Excerpts from point annotation data
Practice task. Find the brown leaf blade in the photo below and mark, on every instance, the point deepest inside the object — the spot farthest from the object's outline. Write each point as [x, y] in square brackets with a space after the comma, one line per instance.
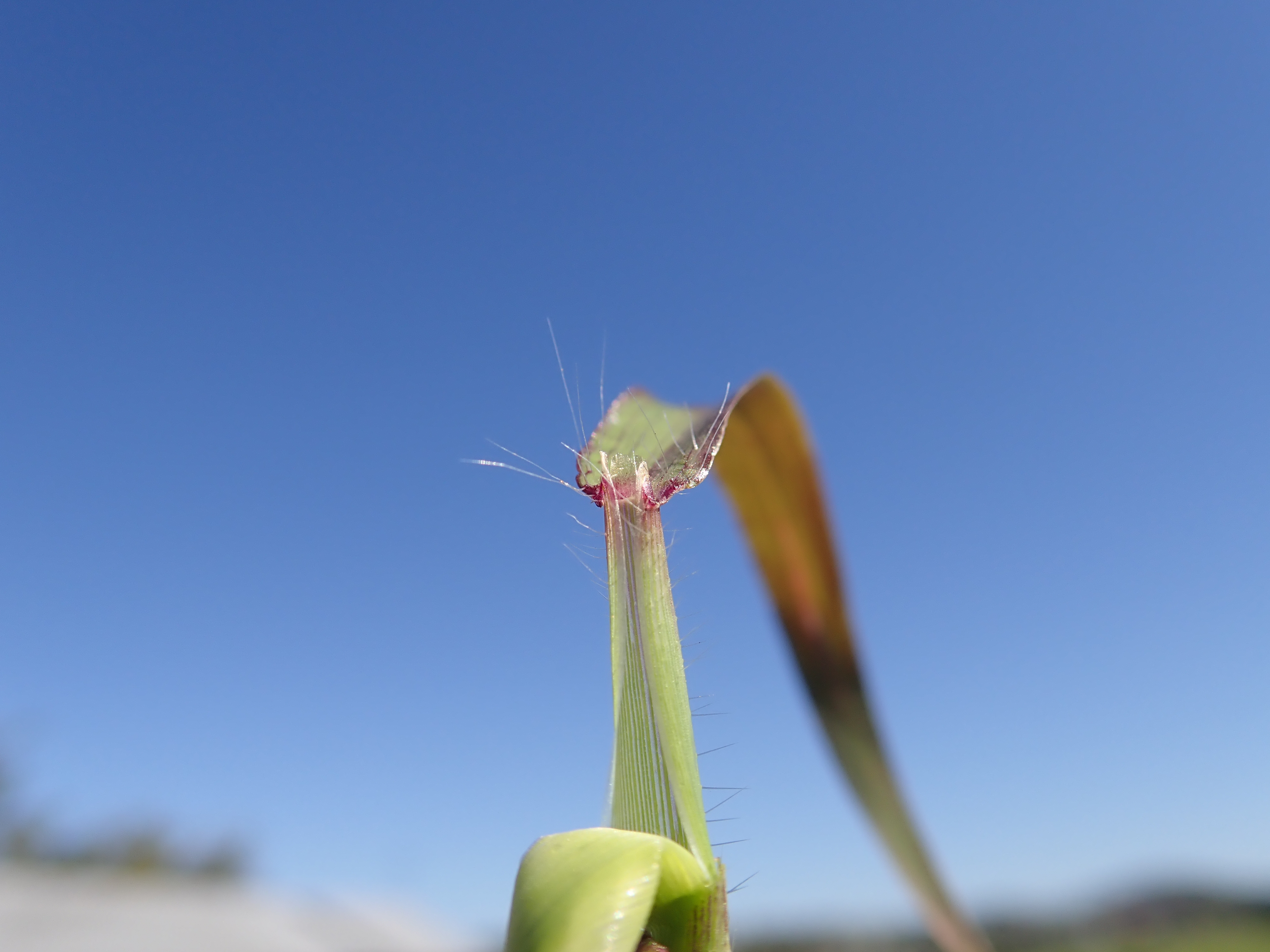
[769, 472]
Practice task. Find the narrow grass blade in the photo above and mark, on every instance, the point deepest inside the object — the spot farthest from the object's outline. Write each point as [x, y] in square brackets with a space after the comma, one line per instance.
[600, 890]
[769, 472]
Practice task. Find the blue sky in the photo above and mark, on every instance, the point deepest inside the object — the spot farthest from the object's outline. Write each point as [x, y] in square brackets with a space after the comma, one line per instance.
[270, 271]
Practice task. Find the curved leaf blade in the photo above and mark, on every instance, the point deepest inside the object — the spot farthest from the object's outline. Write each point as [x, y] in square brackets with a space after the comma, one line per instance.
[770, 474]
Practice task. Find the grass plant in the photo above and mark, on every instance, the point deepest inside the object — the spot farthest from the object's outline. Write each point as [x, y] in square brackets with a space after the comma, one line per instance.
[650, 880]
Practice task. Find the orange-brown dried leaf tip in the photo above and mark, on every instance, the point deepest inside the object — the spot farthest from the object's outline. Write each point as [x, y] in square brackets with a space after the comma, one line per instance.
[768, 469]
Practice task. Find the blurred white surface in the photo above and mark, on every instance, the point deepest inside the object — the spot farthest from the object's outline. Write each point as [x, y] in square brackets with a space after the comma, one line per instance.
[93, 912]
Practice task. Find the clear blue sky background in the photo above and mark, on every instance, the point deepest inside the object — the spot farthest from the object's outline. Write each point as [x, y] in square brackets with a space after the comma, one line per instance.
[269, 272]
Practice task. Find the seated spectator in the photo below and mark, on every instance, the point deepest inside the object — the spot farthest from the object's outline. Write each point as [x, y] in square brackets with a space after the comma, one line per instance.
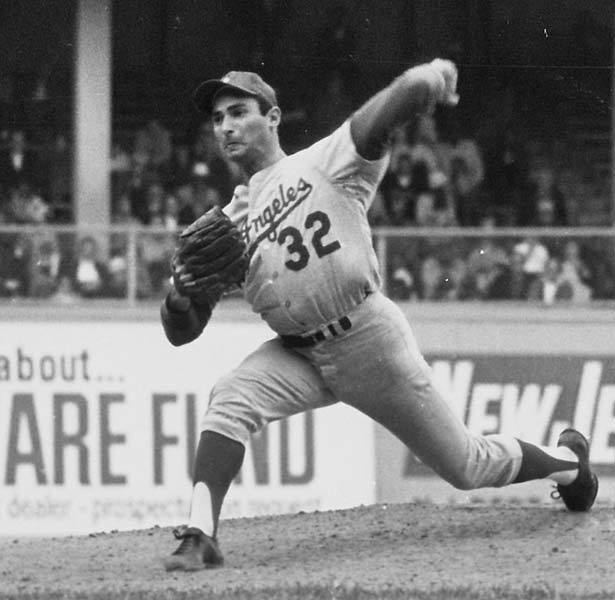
[506, 175]
[153, 147]
[45, 268]
[431, 284]
[401, 285]
[117, 285]
[434, 203]
[156, 249]
[185, 198]
[426, 147]
[170, 217]
[89, 274]
[205, 197]
[376, 215]
[210, 166]
[573, 265]
[398, 193]
[25, 205]
[485, 259]
[58, 169]
[400, 145]
[182, 170]
[19, 164]
[14, 279]
[509, 281]
[544, 204]
[466, 196]
[536, 256]
[551, 286]
[121, 168]
[459, 282]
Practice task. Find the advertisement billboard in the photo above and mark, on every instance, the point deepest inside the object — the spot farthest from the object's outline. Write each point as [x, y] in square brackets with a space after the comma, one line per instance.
[99, 423]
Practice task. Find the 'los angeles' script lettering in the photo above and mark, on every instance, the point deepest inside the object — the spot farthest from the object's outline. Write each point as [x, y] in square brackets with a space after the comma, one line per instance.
[265, 223]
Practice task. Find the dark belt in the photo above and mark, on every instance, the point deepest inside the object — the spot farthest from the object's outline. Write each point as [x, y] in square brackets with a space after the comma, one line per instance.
[311, 339]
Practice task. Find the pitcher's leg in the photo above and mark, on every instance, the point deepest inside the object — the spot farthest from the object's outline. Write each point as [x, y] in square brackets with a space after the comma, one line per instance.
[396, 389]
[270, 384]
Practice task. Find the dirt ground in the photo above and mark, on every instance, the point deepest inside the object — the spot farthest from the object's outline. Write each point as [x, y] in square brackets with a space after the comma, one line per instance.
[424, 551]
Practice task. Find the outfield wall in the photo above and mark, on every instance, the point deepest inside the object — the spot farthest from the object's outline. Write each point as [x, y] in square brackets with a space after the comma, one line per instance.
[99, 414]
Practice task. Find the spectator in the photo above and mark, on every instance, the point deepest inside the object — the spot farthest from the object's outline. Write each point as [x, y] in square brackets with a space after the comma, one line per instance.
[400, 145]
[185, 197]
[25, 206]
[507, 176]
[398, 193]
[19, 164]
[485, 259]
[121, 168]
[182, 169]
[156, 247]
[58, 171]
[14, 279]
[332, 106]
[551, 286]
[466, 196]
[431, 285]
[425, 147]
[509, 281]
[544, 204]
[465, 151]
[89, 275]
[209, 164]
[573, 264]
[153, 147]
[402, 285]
[536, 257]
[45, 269]
[459, 283]
[434, 203]
[206, 197]
[154, 204]
[171, 213]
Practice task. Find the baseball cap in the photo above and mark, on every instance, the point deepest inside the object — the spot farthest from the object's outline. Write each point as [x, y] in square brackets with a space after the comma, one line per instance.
[243, 82]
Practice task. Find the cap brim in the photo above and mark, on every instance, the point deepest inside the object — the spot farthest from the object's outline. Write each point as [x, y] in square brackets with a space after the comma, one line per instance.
[205, 93]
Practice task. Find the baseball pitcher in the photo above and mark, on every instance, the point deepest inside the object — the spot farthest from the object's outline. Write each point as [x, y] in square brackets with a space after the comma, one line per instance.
[297, 240]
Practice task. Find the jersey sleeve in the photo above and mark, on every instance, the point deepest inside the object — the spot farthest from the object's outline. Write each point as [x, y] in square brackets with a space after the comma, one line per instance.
[337, 158]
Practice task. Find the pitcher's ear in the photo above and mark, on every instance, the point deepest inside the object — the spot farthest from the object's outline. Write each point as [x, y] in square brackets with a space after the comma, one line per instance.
[275, 116]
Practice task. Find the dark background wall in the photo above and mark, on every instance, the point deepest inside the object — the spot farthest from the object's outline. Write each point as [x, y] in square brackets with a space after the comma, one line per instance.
[162, 48]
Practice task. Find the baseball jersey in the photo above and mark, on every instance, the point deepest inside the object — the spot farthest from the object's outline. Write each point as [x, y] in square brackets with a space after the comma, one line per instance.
[305, 222]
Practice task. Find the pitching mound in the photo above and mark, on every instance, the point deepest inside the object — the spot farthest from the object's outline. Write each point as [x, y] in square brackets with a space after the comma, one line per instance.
[401, 551]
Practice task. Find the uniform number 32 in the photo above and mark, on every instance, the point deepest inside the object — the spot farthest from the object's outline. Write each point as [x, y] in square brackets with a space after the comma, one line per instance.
[319, 221]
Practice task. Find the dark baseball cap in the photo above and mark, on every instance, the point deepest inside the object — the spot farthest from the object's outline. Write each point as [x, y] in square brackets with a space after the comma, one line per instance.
[244, 83]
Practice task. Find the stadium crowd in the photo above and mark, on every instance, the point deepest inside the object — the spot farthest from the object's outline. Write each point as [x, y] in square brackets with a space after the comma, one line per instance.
[439, 176]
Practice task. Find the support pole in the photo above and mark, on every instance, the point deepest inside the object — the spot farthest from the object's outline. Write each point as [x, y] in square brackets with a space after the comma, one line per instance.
[92, 112]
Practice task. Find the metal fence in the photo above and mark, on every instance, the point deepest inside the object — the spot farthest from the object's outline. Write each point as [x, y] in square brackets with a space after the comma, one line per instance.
[67, 263]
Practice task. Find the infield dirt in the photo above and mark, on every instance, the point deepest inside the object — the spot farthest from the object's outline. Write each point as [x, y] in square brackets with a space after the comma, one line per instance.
[422, 551]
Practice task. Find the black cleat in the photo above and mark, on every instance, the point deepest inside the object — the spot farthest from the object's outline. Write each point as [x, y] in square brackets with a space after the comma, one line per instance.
[581, 493]
[197, 551]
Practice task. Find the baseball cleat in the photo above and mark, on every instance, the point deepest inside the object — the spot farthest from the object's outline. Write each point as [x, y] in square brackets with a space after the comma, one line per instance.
[581, 493]
[197, 551]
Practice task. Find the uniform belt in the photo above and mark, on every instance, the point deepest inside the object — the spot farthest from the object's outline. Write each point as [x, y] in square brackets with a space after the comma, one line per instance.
[311, 339]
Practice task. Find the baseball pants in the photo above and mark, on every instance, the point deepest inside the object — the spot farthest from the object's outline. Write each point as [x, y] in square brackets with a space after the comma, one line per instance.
[376, 367]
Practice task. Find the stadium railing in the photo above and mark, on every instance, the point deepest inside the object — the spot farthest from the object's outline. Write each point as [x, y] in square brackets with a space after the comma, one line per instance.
[42, 261]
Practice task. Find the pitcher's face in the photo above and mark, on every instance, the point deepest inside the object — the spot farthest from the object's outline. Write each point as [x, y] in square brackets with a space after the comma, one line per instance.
[243, 132]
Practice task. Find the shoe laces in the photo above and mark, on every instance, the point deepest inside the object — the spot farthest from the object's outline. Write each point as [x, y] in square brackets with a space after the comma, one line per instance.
[188, 541]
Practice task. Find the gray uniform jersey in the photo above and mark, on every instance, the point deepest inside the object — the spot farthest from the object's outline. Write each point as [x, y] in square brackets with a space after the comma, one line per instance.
[305, 221]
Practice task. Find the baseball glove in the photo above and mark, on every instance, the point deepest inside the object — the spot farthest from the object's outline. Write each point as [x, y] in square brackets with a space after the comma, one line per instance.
[210, 258]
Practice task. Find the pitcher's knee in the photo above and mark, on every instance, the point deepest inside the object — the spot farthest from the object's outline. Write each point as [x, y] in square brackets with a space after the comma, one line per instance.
[461, 480]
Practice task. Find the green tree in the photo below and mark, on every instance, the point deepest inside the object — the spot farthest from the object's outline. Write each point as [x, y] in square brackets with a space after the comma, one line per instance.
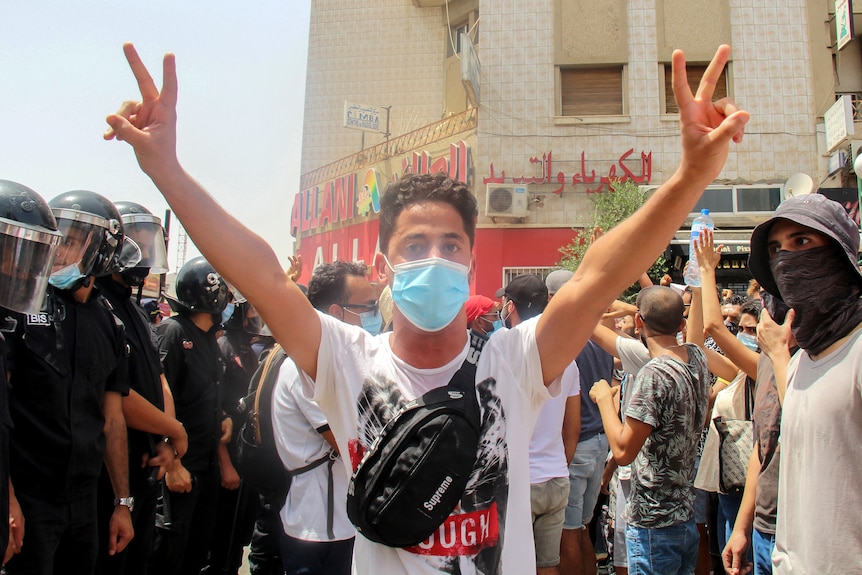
[609, 209]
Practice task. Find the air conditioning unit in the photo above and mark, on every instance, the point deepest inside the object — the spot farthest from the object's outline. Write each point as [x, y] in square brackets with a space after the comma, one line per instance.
[506, 200]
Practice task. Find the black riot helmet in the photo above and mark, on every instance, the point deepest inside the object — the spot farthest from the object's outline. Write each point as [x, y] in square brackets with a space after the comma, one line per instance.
[28, 241]
[200, 288]
[93, 233]
[146, 230]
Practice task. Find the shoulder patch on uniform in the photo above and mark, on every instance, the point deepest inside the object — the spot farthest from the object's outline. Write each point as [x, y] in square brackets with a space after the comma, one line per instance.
[8, 324]
[38, 319]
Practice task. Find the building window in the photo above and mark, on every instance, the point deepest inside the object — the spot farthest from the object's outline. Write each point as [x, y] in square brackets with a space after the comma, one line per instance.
[453, 46]
[739, 199]
[591, 91]
[510, 273]
[695, 73]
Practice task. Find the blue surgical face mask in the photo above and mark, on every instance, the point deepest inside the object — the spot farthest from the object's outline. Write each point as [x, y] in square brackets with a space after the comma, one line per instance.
[372, 321]
[430, 292]
[67, 278]
[749, 341]
[227, 312]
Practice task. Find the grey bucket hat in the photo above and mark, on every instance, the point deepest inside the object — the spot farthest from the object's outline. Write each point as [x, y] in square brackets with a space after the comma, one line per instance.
[814, 211]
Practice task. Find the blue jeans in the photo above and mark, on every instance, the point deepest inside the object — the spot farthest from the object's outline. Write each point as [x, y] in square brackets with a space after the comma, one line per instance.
[762, 544]
[662, 551]
[728, 507]
[585, 480]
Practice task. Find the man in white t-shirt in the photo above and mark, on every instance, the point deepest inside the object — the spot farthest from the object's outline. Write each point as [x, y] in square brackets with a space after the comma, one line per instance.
[426, 236]
[318, 537]
[555, 436]
[806, 254]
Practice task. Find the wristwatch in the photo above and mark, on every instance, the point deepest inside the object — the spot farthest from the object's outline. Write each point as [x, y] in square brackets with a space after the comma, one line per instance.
[125, 502]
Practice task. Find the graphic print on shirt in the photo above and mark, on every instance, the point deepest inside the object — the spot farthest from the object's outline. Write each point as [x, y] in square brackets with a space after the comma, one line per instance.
[470, 541]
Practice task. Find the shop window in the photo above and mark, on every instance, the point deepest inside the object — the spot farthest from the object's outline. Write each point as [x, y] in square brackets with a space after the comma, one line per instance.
[695, 73]
[591, 91]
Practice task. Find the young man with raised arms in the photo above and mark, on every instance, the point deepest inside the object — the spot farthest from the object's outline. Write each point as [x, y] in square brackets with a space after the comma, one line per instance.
[427, 226]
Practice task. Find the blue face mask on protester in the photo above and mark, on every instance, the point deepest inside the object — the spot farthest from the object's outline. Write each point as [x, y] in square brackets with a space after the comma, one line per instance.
[430, 292]
[227, 312]
[66, 278]
[372, 321]
[749, 341]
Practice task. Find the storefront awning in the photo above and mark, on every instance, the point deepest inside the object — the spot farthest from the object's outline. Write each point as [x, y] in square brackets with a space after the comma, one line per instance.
[734, 241]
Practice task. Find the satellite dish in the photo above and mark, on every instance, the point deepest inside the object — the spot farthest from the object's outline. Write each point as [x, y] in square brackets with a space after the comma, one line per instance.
[798, 185]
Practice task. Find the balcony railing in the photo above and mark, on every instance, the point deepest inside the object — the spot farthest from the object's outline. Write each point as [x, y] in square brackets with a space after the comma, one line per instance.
[397, 146]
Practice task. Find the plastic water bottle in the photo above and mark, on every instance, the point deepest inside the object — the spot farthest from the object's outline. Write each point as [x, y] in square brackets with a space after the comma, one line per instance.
[700, 223]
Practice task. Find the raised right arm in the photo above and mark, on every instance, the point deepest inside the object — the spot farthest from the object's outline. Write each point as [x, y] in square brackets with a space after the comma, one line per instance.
[239, 254]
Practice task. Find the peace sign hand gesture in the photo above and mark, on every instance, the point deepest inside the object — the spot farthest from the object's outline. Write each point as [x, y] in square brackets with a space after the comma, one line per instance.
[149, 125]
[707, 127]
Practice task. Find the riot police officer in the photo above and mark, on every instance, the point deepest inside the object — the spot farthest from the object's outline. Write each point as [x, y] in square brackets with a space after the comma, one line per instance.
[193, 367]
[153, 435]
[28, 241]
[68, 366]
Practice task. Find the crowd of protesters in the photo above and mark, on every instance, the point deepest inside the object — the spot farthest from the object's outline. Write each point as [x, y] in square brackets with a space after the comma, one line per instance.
[641, 437]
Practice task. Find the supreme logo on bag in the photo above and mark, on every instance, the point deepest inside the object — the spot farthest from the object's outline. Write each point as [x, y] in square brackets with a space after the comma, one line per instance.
[463, 534]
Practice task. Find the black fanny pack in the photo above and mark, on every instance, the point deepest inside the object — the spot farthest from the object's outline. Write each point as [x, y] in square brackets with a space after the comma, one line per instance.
[415, 472]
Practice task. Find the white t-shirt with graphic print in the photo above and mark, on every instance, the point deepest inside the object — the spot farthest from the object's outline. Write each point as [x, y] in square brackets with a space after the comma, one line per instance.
[361, 385]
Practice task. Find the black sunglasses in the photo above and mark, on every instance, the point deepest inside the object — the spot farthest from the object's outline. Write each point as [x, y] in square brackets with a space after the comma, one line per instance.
[362, 307]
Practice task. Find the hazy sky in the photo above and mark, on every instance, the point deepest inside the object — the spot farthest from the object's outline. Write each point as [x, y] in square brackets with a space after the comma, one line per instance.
[241, 69]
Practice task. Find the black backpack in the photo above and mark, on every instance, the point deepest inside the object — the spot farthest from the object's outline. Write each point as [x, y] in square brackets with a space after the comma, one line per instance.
[257, 459]
[415, 472]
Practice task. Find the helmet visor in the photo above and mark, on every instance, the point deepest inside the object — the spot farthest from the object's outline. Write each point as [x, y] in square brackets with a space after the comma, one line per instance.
[80, 245]
[148, 233]
[129, 255]
[28, 254]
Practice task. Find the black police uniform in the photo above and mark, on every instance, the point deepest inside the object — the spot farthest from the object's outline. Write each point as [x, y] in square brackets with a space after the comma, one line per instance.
[5, 425]
[145, 378]
[237, 508]
[62, 363]
[193, 367]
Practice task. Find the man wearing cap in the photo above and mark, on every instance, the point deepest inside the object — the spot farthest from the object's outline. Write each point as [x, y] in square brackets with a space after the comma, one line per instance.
[154, 313]
[483, 314]
[806, 255]
[588, 462]
[555, 436]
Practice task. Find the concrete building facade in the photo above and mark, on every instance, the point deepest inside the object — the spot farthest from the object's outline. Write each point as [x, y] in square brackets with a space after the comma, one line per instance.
[570, 95]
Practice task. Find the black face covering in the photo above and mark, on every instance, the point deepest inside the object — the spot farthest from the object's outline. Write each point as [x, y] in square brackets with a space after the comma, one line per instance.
[822, 290]
[774, 305]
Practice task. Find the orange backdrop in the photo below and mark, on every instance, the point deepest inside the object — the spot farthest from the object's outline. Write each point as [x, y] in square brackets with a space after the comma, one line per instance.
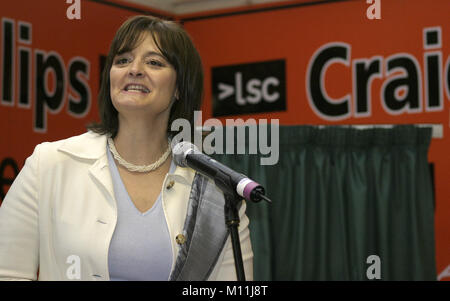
[67, 54]
[297, 32]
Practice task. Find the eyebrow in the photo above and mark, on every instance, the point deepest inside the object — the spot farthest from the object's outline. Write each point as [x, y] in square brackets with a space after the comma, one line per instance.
[150, 53]
[147, 54]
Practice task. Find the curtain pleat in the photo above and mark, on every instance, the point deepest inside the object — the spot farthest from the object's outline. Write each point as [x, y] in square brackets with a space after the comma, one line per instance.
[340, 195]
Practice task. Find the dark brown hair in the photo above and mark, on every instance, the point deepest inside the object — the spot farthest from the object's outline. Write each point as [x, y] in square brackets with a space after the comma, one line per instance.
[178, 49]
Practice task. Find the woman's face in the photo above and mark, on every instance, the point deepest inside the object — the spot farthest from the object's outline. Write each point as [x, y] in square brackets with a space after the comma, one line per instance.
[142, 80]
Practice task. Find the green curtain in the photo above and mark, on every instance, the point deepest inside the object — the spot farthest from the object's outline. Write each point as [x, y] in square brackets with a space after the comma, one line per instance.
[340, 195]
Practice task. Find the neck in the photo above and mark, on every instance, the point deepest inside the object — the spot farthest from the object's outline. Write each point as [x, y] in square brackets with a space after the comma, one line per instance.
[141, 143]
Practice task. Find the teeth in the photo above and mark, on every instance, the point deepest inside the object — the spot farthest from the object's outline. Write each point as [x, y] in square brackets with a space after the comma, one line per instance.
[137, 88]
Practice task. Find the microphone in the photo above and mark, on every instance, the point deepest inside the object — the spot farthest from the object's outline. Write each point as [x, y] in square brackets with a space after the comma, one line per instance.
[187, 154]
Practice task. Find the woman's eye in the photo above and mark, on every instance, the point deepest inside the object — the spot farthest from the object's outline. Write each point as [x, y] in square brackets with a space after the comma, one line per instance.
[121, 61]
[155, 63]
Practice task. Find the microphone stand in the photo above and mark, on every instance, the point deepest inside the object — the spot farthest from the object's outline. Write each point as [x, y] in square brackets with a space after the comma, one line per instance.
[232, 221]
[232, 199]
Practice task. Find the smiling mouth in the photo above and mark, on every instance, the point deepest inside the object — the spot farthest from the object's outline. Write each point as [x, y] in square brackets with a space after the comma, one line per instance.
[136, 88]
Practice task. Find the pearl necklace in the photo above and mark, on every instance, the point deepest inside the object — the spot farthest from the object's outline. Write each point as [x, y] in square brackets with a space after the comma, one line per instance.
[138, 168]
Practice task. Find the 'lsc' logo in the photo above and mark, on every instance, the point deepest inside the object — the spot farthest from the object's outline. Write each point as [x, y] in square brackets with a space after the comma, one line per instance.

*SHORT PROBLEM:*
Exactly repeat the lines from the line that contains "Practice task. Find the microphone in" to the end of the entries, both included, and leave out all other lines.

*TASK OUTPUT:*
Practice task. Find the microphone in the photo above and mark, on every instance, the point deepest inside the object — the spot farthest from the object's outline. Write each point as [x, y] in square brackets with a space after the comma, one line per instance.
[187, 154]
Practice task. Find the woman's eye in the photo above and mark, on every instance, the point deepest inside the object — the spot farthest from the object's outline. Write each point as [x, y] in square brackets with a space after the comma, one line per instance.
[121, 61]
[155, 63]
Practice task. Find the microphone stand in the photo above and mark, on every instance, the point deepest inside the object — the spot farthest from the object's outline. Write each point as [x, y] in square brackets with a space after the comma, one line per instance.
[232, 221]
[232, 199]
Practice task. Find the smiling mouth in the photo above and mark, on every instance, the point deepest inside the object — the spot farthest from the object's outline. Write each point as [x, y] in square brackets with a space after the comma, one line per instance.
[136, 88]
Practice task. Find the pearl necklace in the photo above and mark, on every instance, the point deepest inside the object — the spot farthest from the object's outline. Write each point as [x, y] in square brackets with a space after the comma, one line per instance.
[138, 168]
Practice task. Find the 'lsc' logo in the photo above and mark, on every instance, the point deepest inside the object — the spot farthest from the object's outline. Write each point as [x, y] in square brackets with a space after the comma, one line per instance.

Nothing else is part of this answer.